Copie de nuevo todas las líneas de los registros, desde la línea que contiene "If you could mark the utility" hasta el final de los registros, ambas inclusive. Desplace cada coordenada de las respuestas sumándole 105.
————
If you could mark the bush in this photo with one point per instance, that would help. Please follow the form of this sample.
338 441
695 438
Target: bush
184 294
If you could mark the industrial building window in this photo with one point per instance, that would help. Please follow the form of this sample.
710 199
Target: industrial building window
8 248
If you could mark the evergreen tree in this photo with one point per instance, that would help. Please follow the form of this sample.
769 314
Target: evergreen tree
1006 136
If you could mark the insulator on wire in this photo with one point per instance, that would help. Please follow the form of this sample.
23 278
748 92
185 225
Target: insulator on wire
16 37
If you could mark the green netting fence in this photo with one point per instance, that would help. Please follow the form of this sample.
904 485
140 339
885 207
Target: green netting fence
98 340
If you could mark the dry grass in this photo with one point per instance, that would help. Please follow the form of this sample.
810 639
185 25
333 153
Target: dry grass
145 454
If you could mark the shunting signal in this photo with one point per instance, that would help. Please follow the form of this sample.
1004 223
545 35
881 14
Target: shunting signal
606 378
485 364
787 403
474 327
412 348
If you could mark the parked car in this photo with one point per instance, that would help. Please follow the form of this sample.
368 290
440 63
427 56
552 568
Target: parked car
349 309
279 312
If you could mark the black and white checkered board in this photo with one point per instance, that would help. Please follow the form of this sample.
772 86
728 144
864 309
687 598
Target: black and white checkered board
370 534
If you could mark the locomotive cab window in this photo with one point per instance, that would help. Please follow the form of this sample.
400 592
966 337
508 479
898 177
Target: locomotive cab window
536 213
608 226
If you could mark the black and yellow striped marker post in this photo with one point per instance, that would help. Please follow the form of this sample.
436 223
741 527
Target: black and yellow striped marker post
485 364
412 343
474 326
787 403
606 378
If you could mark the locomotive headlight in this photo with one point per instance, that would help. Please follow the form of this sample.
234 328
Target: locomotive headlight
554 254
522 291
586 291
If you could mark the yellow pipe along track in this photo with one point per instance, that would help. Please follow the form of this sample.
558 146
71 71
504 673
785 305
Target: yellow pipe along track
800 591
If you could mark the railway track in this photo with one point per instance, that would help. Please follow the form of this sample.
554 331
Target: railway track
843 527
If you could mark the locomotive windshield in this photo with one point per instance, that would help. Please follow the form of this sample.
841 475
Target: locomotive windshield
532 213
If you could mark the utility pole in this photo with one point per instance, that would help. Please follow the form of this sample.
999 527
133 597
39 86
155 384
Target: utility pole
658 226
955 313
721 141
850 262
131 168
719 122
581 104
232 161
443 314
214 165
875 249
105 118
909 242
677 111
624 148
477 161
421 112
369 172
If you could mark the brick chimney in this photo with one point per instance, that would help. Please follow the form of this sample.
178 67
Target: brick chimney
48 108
————
SOLUCIÓN PROPUESTA =
If you could mark the utility pole in this photo with one point per instance, that would help. Please follow the form of this sample.
999 527
133 597
39 86
155 384
Target: utility pole
763 331
1060 418
826 246
955 367
236 273
824 227
686 209
337 266
548 419
319 270
980 354
210 223
1014 347
782 216
729 253
582 266
526 217
474 277
If you could mark the brick chimney in this photo with one point per instance, that would help. Please follow the form of this sample.
178 67
Target: brick chimney
153 213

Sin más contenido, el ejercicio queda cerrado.